SOURCE EXTRACT -
*** Block opens ***
Schnabel, a painter, originally made a name for himself in New York’s art scene. He went on to a successful career in film, with his biopics of the artist Jean-Michel Basquiat (“Basquiat”) and the magazine editor Jean-Dominique Bauby, who was left paralyzed after a massive stroke (“Diving Bell”).

His investment in his latest project has become profoundly personal. First he fell in love with Jebreal’s novel, then he fell in love with its author.

The two met, back in 2007, in Rome, where she was working as a television anchorwoman and his artwork was the subject of a retrospective. As they tell it, Schnabel approached Jebreal at a party and inquired into her ethnic background; the two struck up a conversation, during which he asked to read something she had written. She sent him a copy of “Miral,” and within a few months they were working together to adapt the story for the big screen. The collaboration sparked a romance between the American Jewish director, who was married at the time, and the Palestinian Muslim journalist, the single mother of a daughter, Miral, now 14.

Jebreal, who said she admires Israeli authors David Grossman and Amos Oz, and draws inspiration from the Italian Jewish writer Primo Levi’s account of his year at Auschwitz, said “Miral,” though written as a novel, is essentially her own story: Like her character, she was sent to live at the Arab Children’s House at age 5, after her mother committed suicide by walking into the sea; she was raised by Hind al-Husseini, the Palestinian woman who founded the orphanage, and by her pious father, whom she would visit on weekends. Eventually, she earned a scholarship to study in Italy.

Even now, at age 37, a successful journalist and the author of three books, Jebreal said she often feels “uncomfortable admitting to being Palestinian” because of prejudices in the West. “One of the reasons I’m proud and happy this movie is here is that it will break some of those taboos about who are the others, who are the Palestinians — and see them as humans,” she said.
*** Block closes ***
STUDY QUESTIONS -
• 1. Please repeat word for word the part of the passage on Schnabel and Jebreal from "His investment in" up to and including "with its author.".
• 2. According to the passage on Schnabel and Jebreal, in what city and year did the two first meet?
The items after this point are separate material, unrelated to the passage on Schnabel and Jebreal.

DATA SUPPLIED -
*** Block opens ***
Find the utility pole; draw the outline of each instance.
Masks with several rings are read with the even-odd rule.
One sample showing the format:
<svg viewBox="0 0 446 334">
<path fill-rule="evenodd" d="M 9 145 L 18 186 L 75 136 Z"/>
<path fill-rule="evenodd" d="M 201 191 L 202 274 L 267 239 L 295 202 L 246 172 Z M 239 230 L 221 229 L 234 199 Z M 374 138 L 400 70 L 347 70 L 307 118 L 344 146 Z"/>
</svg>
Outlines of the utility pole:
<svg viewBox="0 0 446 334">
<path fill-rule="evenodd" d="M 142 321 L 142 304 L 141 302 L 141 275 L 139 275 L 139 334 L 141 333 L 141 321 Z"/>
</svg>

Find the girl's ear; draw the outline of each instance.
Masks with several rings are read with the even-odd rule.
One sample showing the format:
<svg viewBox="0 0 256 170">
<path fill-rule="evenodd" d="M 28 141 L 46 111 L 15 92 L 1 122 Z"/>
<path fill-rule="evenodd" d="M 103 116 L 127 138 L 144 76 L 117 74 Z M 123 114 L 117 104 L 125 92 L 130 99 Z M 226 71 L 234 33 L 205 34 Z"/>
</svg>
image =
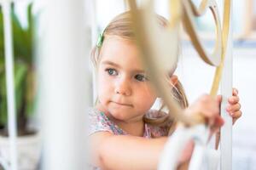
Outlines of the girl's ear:
<svg viewBox="0 0 256 170">
<path fill-rule="evenodd" d="M 176 86 L 177 81 L 178 81 L 177 76 L 172 75 L 172 76 L 170 77 L 170 83 L 172 84 L 173 86 Z"/>
</svg>

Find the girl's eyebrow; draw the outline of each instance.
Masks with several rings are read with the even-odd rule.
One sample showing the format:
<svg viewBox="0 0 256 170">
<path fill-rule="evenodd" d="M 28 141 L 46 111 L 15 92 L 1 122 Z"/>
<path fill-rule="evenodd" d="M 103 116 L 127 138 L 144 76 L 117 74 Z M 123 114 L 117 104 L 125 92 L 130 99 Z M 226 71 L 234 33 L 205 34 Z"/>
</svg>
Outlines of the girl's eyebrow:
<svg viewBox="0 0 256 170">
<path fill-rule="evenodd" d="M 117 68 L 121 68 L 120 65 L 119 65 L 118 64 L 116 64 L 113 61 L 110 61 L 110 60 L 103 60 L 102 64 L 103 65 L 113 65 L 113 66 L 117 67 Z M 140 69 L 135 69 L 135 70 L 132 70 L 132 72 L 145 73 L 145 71 L 144 70 L 140 70 Z"/>
<path fill-rule="evenodd" d="M 109 60 L 104 60 L 104 61 L 102 61 L 102 64 L 103 65 L 110 65 L 120 68 L 120 65 L 119 65 L 118 64 L 116 64 L 114 62 L 109 61 Z"/>
</svg>

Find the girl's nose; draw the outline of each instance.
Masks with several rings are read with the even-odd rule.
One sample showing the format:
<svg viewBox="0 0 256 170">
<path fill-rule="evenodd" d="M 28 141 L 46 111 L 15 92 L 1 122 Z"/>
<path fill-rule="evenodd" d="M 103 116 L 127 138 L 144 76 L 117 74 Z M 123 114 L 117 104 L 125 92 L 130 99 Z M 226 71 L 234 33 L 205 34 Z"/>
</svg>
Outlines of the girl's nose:
<svg viewBox="0 0 256 170">
<path fill-rule="evenodd" d="M 115 94 L 129 96 L 131 94 L 131 88 L 129 80 L 120 78 L 115 85 Z"/>
</svg>

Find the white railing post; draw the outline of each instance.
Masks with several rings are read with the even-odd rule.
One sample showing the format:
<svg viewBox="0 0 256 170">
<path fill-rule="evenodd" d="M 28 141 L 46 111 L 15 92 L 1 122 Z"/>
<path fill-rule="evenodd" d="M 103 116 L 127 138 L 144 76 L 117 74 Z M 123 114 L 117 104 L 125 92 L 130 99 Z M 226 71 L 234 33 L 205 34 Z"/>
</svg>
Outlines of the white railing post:
<svg viewBox="0 0 256 170">
<path fill-rule="evenodd" d="M 225 2 L 225 1 L 224 1 Z M 228 98 L 232 95 L 232 71 L 233 71 L 233 35 L 232 35 L 232 17 L 233 3 L 230 0 L 230 31 L 225 54 L 224 66 L 221 81 L 221 94 L 223 101 L 221 105 L 221 116 L 224 119 L 224 125 L 221 128 L 220 135 L 220 169 L 232 169 L 232 118 L 230 116 L 225 108 L 228 104 Z"/>
<path fill-rule="evenodd" d="M 87 169 L 90 34 L 84 3 L 48 0 L 41 15 L 37 64 L 46 170 Z"/>
<path fill-rule="evenodd" d="M 17 169 L 17 125 L 16 107 L 15 94 L 15 74 L 14 74 L 14 48 L 13 32 L 11 25 L 11 1 L 2 1 L 3 26 L 4 26 L 4 53 L 6 69 L 6 88 L 7 88 L 7 108 L 8 108 L 8 128 L 10 143 L 10 169 Z"/>
</svg>

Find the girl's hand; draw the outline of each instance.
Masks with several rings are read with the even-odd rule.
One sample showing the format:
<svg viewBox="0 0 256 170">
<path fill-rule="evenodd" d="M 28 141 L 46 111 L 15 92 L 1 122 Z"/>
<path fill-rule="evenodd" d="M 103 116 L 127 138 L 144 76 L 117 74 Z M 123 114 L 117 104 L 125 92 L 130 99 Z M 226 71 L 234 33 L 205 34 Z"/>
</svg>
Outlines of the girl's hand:
<svg viewBox="0 0 256 170">
<path fill-rule="evenodd" d="M 220 105 L 222 100 L 221 95 L 218 95 L 218 100 Z M 241 116 L 241 104 L 239 103 L 238 90 L 236 88 L 233 88 L 232 96 L 229 98 L 228 102 L 229 105 L 226 107 L 226 110 L 233 118 L 234 124 L 236 121 Z"/>
<path fill-rule="evenodd" d="M 194 104 L 185 110 L 185 114 L 189 114 L 192 116 L 194 114 L 201 114 L 205 117 L 207 123 L 210 127 L 211 134 L 217 132 L 224 124 L 224 120 L 221 118 L 219 113 L 219 100 L 208 94 L 201 96 Z M 194 142 L 192 140 L 189 141 L 181 154 L 178 160 L 179 167 L 181 167 L 181 169 L 188 165 L 193 153 L 194 145 Z"/>
</svg>

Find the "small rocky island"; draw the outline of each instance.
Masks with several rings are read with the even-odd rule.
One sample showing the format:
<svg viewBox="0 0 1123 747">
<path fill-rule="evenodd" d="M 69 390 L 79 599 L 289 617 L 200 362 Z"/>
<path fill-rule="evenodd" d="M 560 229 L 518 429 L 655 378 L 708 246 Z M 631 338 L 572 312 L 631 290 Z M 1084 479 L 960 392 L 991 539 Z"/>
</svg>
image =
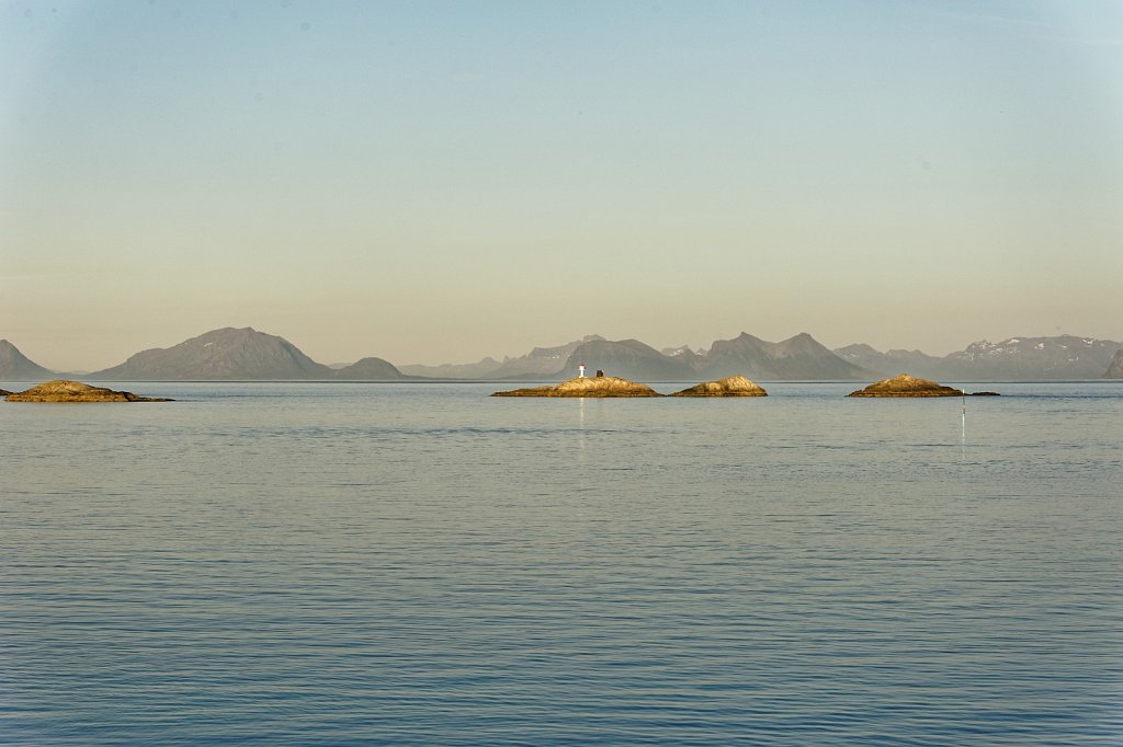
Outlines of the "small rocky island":
<svg viewBox="0 0 1123 747">
<path fill-rule="evenodd" d="M 81 381 L 55 379 L 26 391 L 8 394 L 7 402 L 173 402 L 165 397 L 141 397 L 131 391 L 113 391 Z"/>
<path fill-rule="evenodd" d="M 848 397 L 961 397 L 962 389 L 946 387 L 942 384 L 919 379 L 907 374 L 882 379 L 870 384 L 865 389 L 851 391 Z"/>
<path fill-rule="evenodd" d="M 647 386 L 614 376 L 577 377 L 556 386 L 495 391 L 493 397 L 661 397 Z"/>
<path fill-rule="evenodd" d="M 683 389 L 672 397 L 767 397 L 768 393 L 743 376 L 727 376 L 716 381 L 704 381 Z"/>
</svg>

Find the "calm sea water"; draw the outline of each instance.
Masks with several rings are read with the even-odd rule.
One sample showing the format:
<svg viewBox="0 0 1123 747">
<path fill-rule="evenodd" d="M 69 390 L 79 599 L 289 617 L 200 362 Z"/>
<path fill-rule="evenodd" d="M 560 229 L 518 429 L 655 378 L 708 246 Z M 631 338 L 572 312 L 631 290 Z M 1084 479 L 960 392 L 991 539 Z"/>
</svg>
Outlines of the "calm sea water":
<svg viewBox="0 0 1123 747">
<path fill-rule="evenodd" d="M 0 403 L 0 743 L 1123 741 L 1123 384 L 121 388 Z"/>
</svg>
*** Block closes ***
SET OF ANSWERS -
• 1.
His investment in his latest project has become profoundly personal. First he fell in love with Jebreal’s novel, then he fell in love with its author.

• 2. In Rome, in 2007.